**WRITTEN REQUEST**
Set down the material once more, exactly as it appears.

[Lines of data]
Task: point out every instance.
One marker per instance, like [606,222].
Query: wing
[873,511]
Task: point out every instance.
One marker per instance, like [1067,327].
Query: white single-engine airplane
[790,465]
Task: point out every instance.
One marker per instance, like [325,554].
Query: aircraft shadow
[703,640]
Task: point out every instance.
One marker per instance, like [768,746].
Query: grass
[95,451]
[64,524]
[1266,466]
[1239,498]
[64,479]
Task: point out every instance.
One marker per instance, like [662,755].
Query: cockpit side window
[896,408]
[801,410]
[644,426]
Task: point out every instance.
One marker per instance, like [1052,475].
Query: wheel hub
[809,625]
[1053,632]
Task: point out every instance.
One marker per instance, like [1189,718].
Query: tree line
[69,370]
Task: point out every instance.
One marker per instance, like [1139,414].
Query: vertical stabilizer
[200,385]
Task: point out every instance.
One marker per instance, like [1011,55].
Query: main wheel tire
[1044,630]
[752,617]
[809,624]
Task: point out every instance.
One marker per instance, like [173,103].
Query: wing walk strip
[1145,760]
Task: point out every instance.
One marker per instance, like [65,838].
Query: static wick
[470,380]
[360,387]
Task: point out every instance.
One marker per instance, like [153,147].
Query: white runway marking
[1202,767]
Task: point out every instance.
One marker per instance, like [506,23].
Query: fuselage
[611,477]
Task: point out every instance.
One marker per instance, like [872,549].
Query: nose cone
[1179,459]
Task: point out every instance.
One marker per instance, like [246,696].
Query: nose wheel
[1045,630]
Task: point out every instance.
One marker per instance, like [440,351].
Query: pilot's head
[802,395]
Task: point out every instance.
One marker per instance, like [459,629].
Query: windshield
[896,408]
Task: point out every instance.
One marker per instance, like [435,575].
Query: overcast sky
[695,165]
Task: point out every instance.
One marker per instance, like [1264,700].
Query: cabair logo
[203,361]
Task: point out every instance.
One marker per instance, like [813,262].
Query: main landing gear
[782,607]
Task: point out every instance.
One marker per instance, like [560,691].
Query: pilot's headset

**EXERCISE ANSWER**
Task: point out every instance.
One marker per instance, like [606,222].
Query: wing
[873,511]
Task: point out every instance.
One marker per instance, like [1067,327].
Query: white single-engine airplane
[790,465]
Task: point out every instance.
One marker per instance, like [325,554].
Query: aircraft shadow
[703,640]
Task: point out every instance.
One marker per instance, like [768,746].
Query: grass
[95,451]
[64,524]
[1266,466]
[1239,498]
[64,479]
Task: point out every instance.
One marker per instance, like [662,755].
Query: cockpit side window
[896,408]
[801,410]
[644,426]
Task: point out every instance.
One marker per instance, like [1052,475].
Query: wheel hub
[809,625]
[1053,632]
Task: point out every instance.
One marker per instance, like [1189,718].
Query: tree line
[69,370]
Task: point out every instance.
One marker per instance, like [1139,414].
Query: vertical stabilizer
[200,385]
Task: point out every instance.
One marker per instance, like [1011,55].
Query: main wheel tire
[1044,630]
[752,617]
[809,624]
Task: point out every instance.
One marker per instance, like [173,103].
Query: wing walk strip
[1145,760]
Task: point out every instance.
One marker per instance, like [65,838].
Query: static wick
[470,380]
[360,387]
Task: point out every instance.
One marker per instance, like [153,147].
Query: white runway marking
[1202,767]
Task: point out every instance.
One marker per instance, like [506,23].
Query: fuselage
[611,477]
Task: point out every instance.
One marker per instance, like [872,549].
Query: nose cone
[1179,459]
Task: point out every instance.
One marker per instance, like [246,696].
Query: nose wheel
[1045,630]
Task: point out every instance.
One marker per instance, like [440,351].
Query: pilot's head
[802,395]
Task: point out every instance.
One marker per instance, like [459,629].
Query: windshield
[896,408]
Task: point out every instance.
One marker per instance, like [435,575].
Query: overcast sky
[695,165]
Task: point out every instance.
One marker per instance, like [1264,700].
Query: cabair logo
[203,361]
Task: point out every instance.
One marker per instance, like [813,262].
Query: main landing gear
[782,607]
Task: point out every instance.
One marker per instance, like [560,691].
Query: pilot's headset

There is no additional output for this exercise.